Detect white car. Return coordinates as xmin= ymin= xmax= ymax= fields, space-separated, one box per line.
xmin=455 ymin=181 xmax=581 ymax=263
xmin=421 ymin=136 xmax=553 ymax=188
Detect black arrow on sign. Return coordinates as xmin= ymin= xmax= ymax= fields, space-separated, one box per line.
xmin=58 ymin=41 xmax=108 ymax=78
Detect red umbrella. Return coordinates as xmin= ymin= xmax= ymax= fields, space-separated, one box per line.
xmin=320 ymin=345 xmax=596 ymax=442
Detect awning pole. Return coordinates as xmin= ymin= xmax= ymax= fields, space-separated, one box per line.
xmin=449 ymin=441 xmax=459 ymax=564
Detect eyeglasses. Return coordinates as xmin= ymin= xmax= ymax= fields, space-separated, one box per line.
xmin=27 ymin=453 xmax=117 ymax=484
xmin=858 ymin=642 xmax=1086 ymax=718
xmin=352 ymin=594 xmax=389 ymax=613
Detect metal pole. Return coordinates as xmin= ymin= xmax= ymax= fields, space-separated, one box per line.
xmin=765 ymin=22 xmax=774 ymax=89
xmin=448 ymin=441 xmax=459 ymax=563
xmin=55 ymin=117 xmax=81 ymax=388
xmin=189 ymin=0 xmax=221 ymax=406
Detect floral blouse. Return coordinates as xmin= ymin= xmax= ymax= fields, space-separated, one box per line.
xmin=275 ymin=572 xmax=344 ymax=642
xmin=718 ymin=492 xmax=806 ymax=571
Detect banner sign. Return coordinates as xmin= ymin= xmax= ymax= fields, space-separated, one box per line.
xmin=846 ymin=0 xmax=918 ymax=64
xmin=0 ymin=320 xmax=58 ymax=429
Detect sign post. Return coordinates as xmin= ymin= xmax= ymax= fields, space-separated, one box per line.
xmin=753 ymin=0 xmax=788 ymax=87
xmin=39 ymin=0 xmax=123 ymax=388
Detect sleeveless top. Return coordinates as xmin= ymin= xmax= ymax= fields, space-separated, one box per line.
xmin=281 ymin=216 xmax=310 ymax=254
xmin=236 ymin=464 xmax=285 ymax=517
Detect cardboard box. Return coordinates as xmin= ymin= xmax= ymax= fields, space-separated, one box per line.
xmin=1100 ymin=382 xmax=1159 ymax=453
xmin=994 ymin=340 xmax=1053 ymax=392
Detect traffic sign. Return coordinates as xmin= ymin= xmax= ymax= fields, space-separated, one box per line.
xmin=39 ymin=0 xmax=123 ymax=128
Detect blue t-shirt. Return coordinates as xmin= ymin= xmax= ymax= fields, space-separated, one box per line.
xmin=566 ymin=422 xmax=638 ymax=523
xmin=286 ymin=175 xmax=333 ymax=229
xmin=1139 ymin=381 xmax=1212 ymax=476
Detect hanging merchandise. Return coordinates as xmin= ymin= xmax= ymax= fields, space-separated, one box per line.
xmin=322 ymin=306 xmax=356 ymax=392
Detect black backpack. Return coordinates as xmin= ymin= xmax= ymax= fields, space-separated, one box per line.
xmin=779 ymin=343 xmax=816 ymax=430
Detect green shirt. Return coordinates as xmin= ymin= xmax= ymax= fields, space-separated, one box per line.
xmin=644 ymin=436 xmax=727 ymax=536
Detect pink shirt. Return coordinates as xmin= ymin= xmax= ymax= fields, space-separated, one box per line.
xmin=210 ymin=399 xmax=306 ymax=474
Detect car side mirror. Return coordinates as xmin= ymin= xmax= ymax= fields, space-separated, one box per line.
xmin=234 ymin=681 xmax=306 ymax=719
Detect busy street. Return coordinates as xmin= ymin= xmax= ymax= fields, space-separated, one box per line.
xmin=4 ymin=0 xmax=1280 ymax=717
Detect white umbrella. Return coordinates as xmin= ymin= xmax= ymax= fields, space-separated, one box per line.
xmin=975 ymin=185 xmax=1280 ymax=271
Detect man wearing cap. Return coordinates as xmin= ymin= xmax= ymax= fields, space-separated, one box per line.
+++
| EXERCISE REQUIREMENTS |
Every line from the one containing "Detect white umbrella." through the end of the data must be repeated exactly, and no other line.

| RESPONSE AREA |
Detect white umbrella. Return coordinates as xmin= ymin= xmax= ymax= fields, space-separated, one box per line.
xmin=975 ymin=185 xmax=1280 ymax=271
Detect man wearing cap. Return coordinates as xmin= ymin= xmax= ymax= fields, space-separated, one box per line.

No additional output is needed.